(Work instructions)
A) Translate this sentence from the journal post into Spanish: "If you are truthful with me then we are OK, but he couldn't even do that."
B) Echo the journal post word for word, starting with "Well after yesterday’s" and going on through "had told me.".
C) Condense the paragraph of the journal post that begins "I was so sick with hurt" into a shorter version that keeps its main facts.

(Source excerpt)
──────────────────────────────

Hmm Round Two?

(6:24 P.M. – 6:52 P.M. US Central Time)

Well after yesterday’s performance you would think that I would be absolutely done with Cris. I am. At least I thought I was, but Cris asked me if I wanted to go out. We talked in front of the washeteria after I finished my clothes. I wanted to scream at him that I knew about Tiffanie and the freak and the football game invite, but I didn’t because I had to keep it to myself. Otherwise, he would have know that Prestina had told me.

I was so sick with hurt that I could barely sleep. I haven’t eaten anything since yesterday before I found out the whole truth. I knew that he was more than capable of playing me because he is too smart not to know how, but what gets me is that he lied to me. Just straight up, out and out lied to me. To my face. And he went around telling everyone the truth except me. How could he do that to me? I trusted him and and *deep sigh* . . . I just don’t know. I would always tell him that he could tell me the truth. That is all that I ever want from anyone that I come in contact with. If you are truthful with me then we are OK, but he couldn’t even do that.

I hate that he made me like I wanted to die. How he broke me down that way. I haven’t truly felt that way in a long time and he took me there in a short amount of time. *sigh* I hate the way I feel.

──────────────────────────────

(Extracted material)
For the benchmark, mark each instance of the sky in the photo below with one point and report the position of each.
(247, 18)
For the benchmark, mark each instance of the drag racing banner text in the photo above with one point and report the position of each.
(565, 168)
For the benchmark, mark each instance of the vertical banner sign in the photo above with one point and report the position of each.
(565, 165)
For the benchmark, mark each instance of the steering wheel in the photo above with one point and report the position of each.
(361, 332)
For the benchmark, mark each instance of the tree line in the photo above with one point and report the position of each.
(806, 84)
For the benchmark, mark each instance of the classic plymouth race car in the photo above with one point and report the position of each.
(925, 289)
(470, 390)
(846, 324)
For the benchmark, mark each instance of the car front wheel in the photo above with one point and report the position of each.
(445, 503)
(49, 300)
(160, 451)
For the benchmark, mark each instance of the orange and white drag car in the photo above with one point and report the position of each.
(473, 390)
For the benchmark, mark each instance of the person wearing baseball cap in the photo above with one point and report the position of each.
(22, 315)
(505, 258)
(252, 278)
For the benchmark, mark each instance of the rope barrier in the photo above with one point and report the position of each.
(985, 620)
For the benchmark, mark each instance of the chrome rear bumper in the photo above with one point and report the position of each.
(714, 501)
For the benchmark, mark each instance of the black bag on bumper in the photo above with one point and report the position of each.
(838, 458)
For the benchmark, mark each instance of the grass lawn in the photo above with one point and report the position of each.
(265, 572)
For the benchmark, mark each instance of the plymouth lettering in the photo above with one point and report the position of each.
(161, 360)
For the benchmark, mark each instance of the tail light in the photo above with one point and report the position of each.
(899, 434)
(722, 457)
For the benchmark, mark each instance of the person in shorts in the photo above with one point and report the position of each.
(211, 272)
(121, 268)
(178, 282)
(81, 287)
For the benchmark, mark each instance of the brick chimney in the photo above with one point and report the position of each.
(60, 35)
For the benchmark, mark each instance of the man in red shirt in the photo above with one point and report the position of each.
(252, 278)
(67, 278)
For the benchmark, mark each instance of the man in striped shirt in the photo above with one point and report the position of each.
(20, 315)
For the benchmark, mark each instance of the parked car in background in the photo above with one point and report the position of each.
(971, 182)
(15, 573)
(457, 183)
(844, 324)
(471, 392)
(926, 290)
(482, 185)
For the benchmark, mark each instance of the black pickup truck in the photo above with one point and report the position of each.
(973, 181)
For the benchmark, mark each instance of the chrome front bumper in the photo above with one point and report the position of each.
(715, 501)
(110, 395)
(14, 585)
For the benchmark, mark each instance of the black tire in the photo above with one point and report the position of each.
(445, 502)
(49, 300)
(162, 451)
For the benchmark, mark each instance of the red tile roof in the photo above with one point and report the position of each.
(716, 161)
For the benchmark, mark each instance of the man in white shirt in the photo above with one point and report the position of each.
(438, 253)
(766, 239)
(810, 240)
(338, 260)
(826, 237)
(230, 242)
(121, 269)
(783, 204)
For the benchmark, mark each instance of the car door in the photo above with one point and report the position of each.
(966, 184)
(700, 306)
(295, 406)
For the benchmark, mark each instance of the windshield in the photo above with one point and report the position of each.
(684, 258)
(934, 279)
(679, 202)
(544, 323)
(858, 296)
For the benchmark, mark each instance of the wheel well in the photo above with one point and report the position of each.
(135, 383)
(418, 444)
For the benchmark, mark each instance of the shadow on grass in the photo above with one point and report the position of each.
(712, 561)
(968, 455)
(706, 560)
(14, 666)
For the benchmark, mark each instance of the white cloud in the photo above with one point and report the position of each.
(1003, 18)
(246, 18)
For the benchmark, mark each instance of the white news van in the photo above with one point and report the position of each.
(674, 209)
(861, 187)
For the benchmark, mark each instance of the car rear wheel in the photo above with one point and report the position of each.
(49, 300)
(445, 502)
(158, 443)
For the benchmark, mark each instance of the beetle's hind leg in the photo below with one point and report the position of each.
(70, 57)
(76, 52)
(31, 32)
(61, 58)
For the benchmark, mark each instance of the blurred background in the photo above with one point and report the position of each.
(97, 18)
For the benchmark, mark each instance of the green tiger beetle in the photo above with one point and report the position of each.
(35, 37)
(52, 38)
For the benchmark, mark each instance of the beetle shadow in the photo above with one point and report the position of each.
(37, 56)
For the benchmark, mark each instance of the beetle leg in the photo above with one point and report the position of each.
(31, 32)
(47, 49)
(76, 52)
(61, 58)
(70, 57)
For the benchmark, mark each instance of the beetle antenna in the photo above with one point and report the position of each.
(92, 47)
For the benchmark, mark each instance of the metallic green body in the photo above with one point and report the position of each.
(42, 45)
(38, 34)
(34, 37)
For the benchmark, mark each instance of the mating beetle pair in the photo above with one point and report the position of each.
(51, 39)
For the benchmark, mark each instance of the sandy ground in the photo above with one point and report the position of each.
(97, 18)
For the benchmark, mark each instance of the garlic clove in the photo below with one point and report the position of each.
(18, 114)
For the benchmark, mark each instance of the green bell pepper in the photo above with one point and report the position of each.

──────────────────────────────

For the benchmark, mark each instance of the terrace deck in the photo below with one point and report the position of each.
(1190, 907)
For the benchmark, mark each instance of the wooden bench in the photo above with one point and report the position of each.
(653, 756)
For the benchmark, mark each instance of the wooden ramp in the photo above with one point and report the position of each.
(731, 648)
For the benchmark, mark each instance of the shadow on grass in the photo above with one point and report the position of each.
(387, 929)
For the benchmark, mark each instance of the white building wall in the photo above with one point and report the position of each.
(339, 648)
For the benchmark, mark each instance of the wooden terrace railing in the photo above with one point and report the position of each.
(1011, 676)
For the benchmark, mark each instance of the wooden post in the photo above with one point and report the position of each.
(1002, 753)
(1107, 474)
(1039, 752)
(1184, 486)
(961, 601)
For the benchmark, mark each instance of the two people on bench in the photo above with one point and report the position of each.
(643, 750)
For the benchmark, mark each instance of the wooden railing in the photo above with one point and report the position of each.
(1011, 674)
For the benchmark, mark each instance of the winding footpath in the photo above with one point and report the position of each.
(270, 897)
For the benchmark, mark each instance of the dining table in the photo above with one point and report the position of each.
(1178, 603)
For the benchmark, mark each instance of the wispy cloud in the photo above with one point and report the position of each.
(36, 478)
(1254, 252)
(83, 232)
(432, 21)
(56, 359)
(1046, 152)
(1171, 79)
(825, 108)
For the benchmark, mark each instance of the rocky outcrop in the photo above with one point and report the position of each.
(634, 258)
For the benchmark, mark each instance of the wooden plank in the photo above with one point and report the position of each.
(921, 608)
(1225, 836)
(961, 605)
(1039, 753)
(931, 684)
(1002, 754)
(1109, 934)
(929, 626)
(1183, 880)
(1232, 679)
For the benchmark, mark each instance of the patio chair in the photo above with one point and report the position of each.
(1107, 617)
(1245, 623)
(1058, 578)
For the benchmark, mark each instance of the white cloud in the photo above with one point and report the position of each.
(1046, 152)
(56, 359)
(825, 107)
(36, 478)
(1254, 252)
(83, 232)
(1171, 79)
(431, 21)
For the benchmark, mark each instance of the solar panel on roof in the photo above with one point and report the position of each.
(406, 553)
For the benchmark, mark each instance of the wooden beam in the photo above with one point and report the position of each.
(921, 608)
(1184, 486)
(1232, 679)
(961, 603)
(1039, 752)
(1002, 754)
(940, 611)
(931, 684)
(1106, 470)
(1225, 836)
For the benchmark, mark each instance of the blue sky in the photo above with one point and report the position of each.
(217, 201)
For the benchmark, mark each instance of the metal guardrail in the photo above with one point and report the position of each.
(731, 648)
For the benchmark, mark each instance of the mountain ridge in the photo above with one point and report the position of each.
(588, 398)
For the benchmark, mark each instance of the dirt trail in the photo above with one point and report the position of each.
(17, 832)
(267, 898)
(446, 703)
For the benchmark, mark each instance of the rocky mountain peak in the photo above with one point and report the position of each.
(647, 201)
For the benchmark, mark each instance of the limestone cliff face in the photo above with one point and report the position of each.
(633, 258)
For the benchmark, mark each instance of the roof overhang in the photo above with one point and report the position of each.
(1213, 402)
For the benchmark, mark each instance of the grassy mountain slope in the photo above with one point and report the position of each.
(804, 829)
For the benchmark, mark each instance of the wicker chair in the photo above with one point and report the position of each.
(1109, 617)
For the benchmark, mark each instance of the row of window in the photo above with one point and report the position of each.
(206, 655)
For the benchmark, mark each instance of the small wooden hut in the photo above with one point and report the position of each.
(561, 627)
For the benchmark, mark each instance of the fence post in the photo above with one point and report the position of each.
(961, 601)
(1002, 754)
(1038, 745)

──────────────────────────────

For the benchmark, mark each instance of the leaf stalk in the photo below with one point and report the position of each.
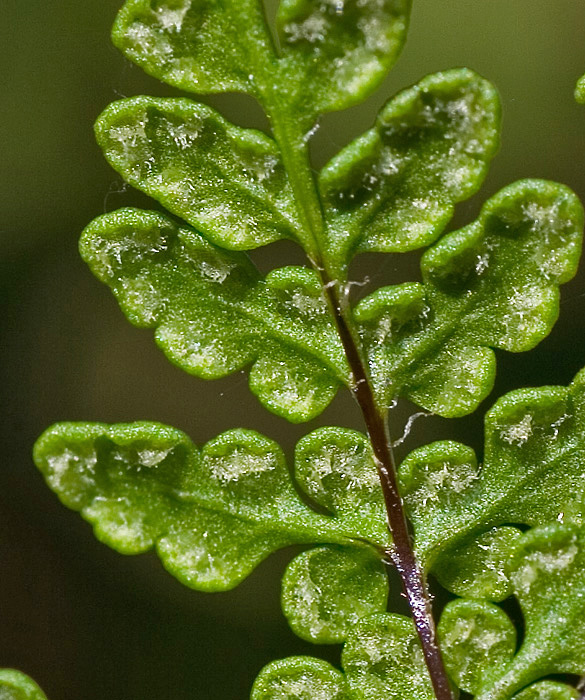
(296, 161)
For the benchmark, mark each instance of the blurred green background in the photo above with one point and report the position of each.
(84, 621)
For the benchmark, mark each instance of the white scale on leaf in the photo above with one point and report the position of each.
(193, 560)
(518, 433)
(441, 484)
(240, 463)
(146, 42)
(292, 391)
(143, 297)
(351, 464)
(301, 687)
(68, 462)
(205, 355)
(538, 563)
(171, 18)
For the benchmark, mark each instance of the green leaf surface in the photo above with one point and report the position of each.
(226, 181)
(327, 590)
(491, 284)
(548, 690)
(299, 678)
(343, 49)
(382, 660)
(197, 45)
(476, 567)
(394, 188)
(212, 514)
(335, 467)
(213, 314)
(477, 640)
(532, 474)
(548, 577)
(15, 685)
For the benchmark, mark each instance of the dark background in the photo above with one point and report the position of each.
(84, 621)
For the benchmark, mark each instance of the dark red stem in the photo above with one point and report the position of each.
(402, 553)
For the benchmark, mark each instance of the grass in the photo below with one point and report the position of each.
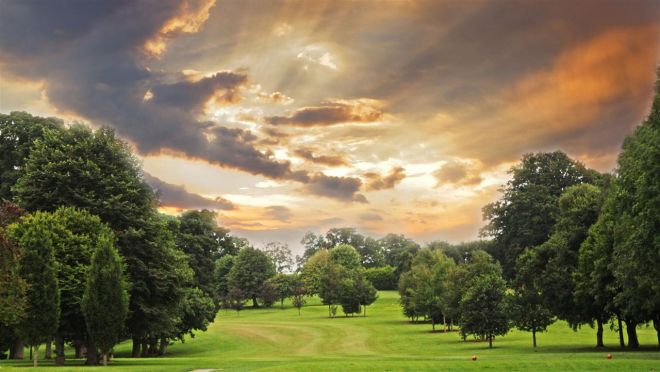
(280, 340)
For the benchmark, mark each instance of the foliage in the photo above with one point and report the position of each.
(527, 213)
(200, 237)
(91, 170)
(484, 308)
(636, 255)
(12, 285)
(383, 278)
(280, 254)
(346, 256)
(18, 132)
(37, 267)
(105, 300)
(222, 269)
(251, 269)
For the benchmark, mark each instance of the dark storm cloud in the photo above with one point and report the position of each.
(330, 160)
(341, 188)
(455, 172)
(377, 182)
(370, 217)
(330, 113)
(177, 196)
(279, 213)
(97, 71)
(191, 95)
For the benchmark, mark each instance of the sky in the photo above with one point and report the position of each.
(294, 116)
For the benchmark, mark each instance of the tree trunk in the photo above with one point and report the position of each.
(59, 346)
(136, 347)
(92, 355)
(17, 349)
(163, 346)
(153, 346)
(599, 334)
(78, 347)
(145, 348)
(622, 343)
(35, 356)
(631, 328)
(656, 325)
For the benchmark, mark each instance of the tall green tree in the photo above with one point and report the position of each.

──────────────────────────────

(Task responses)
A) Si eres sincero conmigo, entonces estamos bien, pero él ni siquiera pudo hacer eso.

B)
Well after yesterday’s performance you would think that I would be absolutely done with Cris. I am. At least I thought I was, but Cris asked me if I wanted to go out. We talked in front of the washeteria after I finished my clothes. I wanted to scream at him that I knew about Tiffanie and the freak and the football game invite, but I didn’t because I had to keep it to myself. Otherwise, he would have know that Prestina had told me.

C) The hurt kept me from sleeping, and I haven't eaten since yesterday, before I learned the whole truth. I knew Cris was smart enough to play me. What hurts is that he lied straight to my face while he told everyone else the truth. I trusted him and always told him he could be truthful with me, since honesty is all I want from anyone, yet he couldn't manage even that.